Source passage
The fire destroyed the iconic cupola of the main dome that had been part of the Kingston skyline for more than a hundred years.58 The fire was eventually contained, but two days later inmates set more fires, destroying many of the shops and the historic horse stable. Fortunately inmates were able to save the eight horses inside the stable.

The Whig-Standard reported that more than 160 armed soldiers were keeping guard against a possible prison breakout. The Kingston Police chief at the time, T.J. Truaisch, said that the entire city police force had been called to the prison, while the Royal Canadian Mounted Police patrolled the harbour.

Once the fires were controlled and the prisoners were returned to their cells, guards found an assortment of baseball bats, chisels and knives littering the exercise yard. A hundred-foot rope with a large steel hook on the end was also discovered. Inmates interviewed after the riot confirmed that the fires were set as a diversion for a mass escape attempt, but not a single inmate had even tried to get over one of the thirty-foot walls of the prison.

The riot lasted ten hours and caused over $2 million in damage to the prison. The inmates were quickly put to work repairing the extensive destruction of the main cellblock and shops. In a 1954 Maclean’s article about the riot, a former prisoner who was released the following day described the event as a senseless act initiated by a small, aimless gang of convicts determined to destroy all they could. But having spent six years in KP, he understood why riots happen. “A prison is an active volcano, churning and bubbling under the pressure of monotony and routine ,” wrote ex-con #1604. “I think prisoners riot because they can’t help it. It is natural reaction to an unnatural existence.”

The uprising at Kingston Pen coincided with another federal investigation into the correctional system. The Fauteux Committee established a year before, in 1953, determined that prisons could not just fulfill a custodial role, but needed to begin addressing the behaviour and attitudes of inmates. Prisons needed to adopt programs designed to tackle the root causes of crime while also providing vocational training, pre-release programs and aftercare support. The report redefined the goals of corrections as the reform and rehabilitation of offenders, rather than merely their custody. The Fauteux Report recommended hiring better-trained personnel with professional qualifications in criminology, psychiatry, psychology, social work and law.

Data extracts
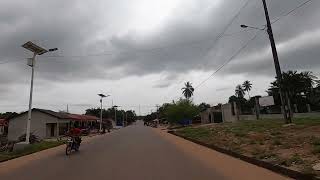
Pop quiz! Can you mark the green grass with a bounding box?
[178,127,211,140]
[177,118,320,141]
[0,141,65,162]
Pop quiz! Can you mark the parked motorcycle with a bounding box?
[66,137,81,156]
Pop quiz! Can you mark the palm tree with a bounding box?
[235,84,245,99]
[242,80,252,100]
[181,81,194,100]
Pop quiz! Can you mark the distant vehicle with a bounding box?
[66,137,81,156]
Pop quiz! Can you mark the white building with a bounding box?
[8,108,98,140]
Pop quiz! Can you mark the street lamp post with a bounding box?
[240,0,291,123]
[98,94,110,132]
[112,105,120,125]
[22,41,58,144]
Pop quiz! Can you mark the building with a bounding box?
[8,108,98,140]
[200,106,223,124]
[0,119,8,136]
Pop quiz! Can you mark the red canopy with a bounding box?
[0,119,8,126]
[67,114,99,121]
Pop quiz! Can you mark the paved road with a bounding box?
[0,121,285,180]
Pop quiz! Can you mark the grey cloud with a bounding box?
[0,0,320,90]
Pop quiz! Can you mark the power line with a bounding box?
[271,0,312,24]
[194,32,259,89]
[165,0,250,102]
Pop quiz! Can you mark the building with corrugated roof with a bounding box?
[8,108,99,140]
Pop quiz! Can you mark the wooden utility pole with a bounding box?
[262,0,291,123]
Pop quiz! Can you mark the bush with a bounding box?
[18,133,40,144]
[164,99,200,123]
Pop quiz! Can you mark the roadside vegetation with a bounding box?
[0,141,65,162]
[176,118,320,175]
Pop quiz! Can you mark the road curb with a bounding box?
[0,133,109,164]
[167,130,319,180]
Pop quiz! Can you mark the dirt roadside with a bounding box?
[154,129,290,180]
[0,135,103,175]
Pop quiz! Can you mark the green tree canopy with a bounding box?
[165,99,200,123]
[181,81,194,99]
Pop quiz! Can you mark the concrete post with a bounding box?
[56,120,60,137]
[255,97,260,120]
[293,104,298,113]
[233,102,239,121]
[307,104,311,113]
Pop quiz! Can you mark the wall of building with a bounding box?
[221,104,237,122]
[204,104,320,124]
[8,111,68,140]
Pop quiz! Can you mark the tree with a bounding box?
[181,81,194,100]
[235,84,245,98]
[242,80,252,99]
[267,70,319,103]
[198,102,210,111]
[165,99,200,123]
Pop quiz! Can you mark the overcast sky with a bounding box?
[0,0,320,114]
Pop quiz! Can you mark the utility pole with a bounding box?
[156,104,160,120]
[22,41,58,144]
[262,0,291,123]
[139,104,141,116]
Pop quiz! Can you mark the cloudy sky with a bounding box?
[0,0,320,114]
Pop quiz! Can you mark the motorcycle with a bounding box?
[66,137,81,156]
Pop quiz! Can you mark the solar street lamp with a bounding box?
[22,41,58,144]
[98,94,110,132]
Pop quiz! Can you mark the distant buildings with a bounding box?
[8,108,99,140]
[0,119,8,136]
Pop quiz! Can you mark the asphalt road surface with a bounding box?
[0,123,286,180]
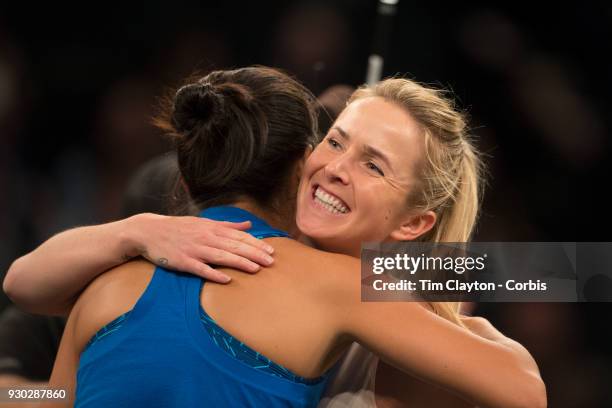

Work instruction
In the Kingston Pen riot passage, list the fields in which the Fauteux Report recommended that prison personnel hold professional qualifications.

Task response
criminology, psychiatry, psychology, social work, law